Collect every line in the entries below that contains the string "sign", and copy each of those lines in full.
--- BEGIN Provided data ---
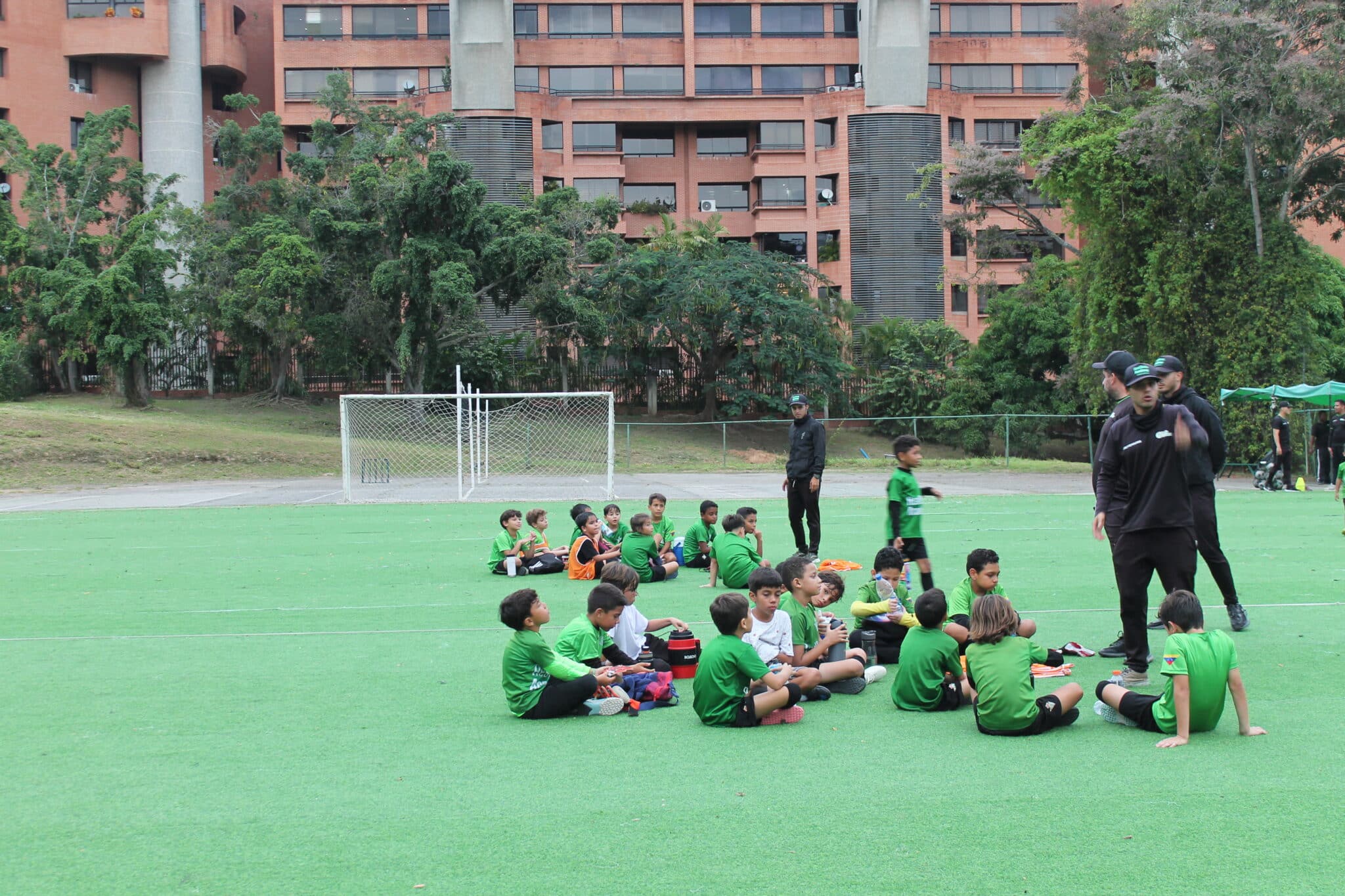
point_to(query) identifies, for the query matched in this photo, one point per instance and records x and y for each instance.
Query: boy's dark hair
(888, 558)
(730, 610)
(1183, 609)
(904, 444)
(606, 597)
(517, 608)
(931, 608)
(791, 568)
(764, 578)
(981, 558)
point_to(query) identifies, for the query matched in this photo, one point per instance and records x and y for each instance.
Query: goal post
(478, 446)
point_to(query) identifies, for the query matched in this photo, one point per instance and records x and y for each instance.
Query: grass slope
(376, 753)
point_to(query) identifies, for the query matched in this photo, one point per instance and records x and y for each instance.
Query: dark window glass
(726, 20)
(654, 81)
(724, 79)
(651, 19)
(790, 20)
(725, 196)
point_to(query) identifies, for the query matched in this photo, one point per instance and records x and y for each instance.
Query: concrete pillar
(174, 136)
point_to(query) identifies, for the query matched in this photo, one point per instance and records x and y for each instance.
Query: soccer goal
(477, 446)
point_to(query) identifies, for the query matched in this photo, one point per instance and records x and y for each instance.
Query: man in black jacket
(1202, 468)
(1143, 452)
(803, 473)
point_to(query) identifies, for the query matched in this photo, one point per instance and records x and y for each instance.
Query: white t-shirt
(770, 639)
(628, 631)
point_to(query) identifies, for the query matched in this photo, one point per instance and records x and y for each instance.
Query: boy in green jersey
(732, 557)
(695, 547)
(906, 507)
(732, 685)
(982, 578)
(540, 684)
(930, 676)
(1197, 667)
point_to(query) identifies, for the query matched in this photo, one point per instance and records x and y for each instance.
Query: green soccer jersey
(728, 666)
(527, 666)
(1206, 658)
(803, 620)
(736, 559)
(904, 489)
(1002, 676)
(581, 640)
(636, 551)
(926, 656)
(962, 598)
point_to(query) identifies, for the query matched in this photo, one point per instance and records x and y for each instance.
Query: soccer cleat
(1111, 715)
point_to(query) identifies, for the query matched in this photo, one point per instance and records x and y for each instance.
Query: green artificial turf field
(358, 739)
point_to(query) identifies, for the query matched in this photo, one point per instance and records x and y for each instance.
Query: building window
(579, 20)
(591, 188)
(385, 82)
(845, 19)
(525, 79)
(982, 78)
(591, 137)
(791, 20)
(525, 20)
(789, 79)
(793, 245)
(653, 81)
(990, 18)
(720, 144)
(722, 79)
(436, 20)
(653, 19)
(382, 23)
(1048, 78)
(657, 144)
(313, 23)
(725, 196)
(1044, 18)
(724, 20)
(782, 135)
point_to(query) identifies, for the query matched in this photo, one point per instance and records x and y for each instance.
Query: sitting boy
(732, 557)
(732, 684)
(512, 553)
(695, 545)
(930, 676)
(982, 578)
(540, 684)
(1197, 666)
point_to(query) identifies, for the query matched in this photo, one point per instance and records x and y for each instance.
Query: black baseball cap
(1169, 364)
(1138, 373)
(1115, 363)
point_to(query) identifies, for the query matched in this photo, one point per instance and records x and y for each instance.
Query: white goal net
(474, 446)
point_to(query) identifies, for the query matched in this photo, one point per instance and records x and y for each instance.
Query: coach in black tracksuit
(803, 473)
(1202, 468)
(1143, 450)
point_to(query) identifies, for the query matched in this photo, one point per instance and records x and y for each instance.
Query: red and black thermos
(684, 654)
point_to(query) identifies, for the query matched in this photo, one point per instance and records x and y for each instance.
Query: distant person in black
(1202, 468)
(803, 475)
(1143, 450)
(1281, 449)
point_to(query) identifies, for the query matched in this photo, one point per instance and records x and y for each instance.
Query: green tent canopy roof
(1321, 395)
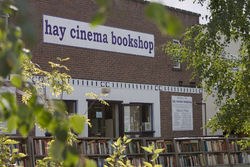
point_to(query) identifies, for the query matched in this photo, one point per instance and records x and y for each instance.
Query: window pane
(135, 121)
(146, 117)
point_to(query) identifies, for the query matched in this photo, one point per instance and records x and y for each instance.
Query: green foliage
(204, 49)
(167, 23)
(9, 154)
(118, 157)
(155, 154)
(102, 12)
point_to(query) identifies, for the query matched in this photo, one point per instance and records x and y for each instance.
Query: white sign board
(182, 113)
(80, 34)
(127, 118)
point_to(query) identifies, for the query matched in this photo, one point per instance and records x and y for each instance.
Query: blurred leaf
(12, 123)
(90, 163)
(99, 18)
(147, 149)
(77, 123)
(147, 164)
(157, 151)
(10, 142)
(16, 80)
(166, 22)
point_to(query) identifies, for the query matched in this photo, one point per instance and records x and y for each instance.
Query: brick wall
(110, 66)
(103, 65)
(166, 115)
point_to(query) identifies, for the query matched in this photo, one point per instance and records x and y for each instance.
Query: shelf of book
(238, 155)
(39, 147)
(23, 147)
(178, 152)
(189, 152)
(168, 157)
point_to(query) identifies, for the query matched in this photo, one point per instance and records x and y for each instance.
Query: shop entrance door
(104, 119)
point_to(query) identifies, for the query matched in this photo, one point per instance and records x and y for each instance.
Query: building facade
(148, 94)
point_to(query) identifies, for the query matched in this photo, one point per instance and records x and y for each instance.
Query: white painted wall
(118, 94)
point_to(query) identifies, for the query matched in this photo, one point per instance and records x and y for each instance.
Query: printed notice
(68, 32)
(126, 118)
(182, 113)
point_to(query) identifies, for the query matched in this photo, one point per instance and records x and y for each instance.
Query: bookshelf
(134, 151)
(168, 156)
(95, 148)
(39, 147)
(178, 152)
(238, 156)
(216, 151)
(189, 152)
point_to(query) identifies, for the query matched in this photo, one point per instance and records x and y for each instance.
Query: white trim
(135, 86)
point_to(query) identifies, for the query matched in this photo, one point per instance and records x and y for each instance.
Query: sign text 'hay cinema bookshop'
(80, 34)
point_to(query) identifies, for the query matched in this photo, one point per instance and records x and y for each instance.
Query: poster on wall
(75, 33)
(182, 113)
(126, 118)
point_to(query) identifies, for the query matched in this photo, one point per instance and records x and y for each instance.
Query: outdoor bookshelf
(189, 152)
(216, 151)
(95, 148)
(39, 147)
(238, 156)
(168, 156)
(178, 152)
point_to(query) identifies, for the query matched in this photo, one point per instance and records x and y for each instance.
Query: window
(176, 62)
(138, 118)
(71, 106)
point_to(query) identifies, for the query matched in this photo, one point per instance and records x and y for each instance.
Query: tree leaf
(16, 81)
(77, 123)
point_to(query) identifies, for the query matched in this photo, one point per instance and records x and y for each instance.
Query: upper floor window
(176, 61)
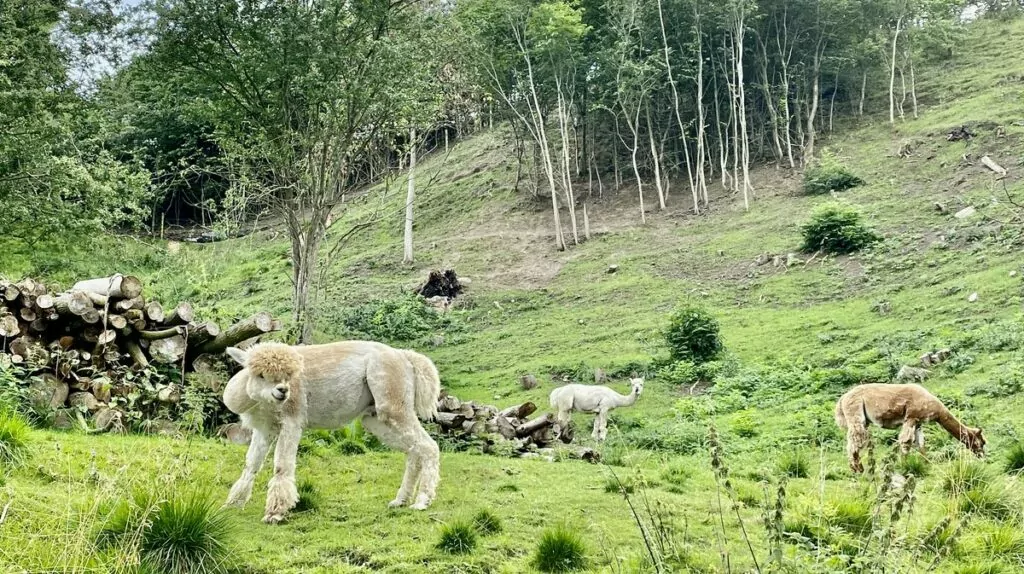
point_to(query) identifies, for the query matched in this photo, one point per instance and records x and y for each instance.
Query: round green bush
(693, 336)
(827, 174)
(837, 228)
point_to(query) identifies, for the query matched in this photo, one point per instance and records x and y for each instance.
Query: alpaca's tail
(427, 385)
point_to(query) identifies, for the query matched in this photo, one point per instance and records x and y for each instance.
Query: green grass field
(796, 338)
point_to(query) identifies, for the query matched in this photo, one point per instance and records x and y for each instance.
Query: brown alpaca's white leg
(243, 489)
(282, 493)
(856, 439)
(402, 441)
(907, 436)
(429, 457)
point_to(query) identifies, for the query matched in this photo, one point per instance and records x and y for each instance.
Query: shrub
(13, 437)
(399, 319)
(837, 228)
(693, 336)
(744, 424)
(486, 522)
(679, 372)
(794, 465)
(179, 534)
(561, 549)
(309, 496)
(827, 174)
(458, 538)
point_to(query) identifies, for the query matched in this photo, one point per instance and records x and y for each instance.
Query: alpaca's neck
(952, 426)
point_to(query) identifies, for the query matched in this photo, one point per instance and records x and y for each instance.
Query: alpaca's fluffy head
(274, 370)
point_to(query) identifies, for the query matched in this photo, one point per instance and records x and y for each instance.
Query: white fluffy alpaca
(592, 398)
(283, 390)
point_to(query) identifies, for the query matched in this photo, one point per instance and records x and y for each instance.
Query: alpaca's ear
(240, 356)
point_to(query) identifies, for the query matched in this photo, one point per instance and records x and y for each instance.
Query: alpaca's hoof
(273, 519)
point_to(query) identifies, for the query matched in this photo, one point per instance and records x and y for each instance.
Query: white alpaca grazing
--- END Provided data ---
--- BEGIN Provided data ---
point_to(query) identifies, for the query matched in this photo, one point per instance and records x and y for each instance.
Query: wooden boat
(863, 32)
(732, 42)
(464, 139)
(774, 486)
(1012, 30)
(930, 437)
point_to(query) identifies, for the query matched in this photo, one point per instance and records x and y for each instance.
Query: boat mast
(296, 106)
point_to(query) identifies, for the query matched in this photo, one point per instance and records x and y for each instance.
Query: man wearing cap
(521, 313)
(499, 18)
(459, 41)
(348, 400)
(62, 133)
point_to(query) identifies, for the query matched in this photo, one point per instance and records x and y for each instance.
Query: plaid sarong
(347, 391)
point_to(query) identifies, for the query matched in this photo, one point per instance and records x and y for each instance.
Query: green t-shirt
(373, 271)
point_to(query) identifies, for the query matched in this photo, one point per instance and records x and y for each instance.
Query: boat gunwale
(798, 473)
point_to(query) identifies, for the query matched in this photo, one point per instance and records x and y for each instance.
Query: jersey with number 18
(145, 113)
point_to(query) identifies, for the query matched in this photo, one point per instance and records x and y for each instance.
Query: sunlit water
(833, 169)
--- END Provided data ---
--- BEGIN Provided data ---
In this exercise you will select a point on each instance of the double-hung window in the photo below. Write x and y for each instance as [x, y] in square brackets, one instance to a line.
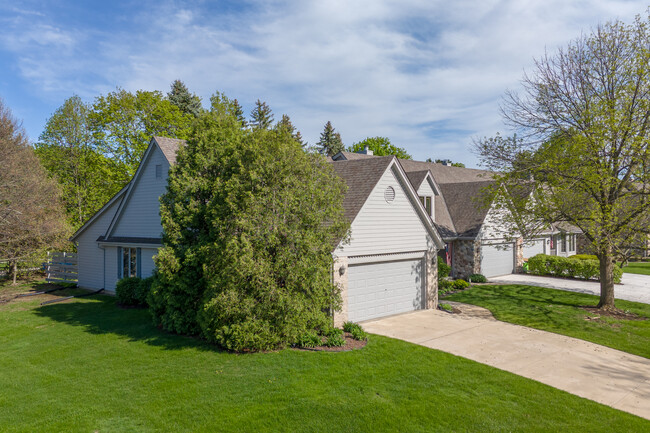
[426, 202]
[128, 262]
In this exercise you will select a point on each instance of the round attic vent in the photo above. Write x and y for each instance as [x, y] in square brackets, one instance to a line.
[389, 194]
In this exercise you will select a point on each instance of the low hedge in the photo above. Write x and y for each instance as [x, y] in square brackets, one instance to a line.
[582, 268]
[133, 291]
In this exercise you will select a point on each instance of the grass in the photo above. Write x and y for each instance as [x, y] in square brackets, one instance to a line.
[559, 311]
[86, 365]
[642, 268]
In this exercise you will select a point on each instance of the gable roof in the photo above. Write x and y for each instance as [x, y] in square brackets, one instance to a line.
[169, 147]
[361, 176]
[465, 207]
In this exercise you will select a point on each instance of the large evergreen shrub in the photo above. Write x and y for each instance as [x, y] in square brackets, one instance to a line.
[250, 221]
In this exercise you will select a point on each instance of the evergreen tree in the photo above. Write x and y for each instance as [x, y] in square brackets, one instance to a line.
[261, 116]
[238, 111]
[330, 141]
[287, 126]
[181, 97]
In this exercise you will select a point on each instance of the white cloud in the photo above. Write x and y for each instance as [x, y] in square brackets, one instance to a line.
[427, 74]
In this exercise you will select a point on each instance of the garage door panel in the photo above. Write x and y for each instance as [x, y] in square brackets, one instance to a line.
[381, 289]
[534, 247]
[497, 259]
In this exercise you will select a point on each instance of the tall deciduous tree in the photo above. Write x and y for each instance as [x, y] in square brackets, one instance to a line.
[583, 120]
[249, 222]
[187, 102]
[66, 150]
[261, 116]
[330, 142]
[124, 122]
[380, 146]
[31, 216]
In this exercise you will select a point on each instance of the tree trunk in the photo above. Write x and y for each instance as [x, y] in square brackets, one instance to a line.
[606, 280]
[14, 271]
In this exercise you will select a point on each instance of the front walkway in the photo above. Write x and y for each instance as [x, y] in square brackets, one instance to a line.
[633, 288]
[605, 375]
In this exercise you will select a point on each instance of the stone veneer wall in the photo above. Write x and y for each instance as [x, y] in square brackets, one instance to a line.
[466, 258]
--- END Provided data ---
Answer to this task:
Query: white sign board
Query: sign text 'hay cinema bookshop'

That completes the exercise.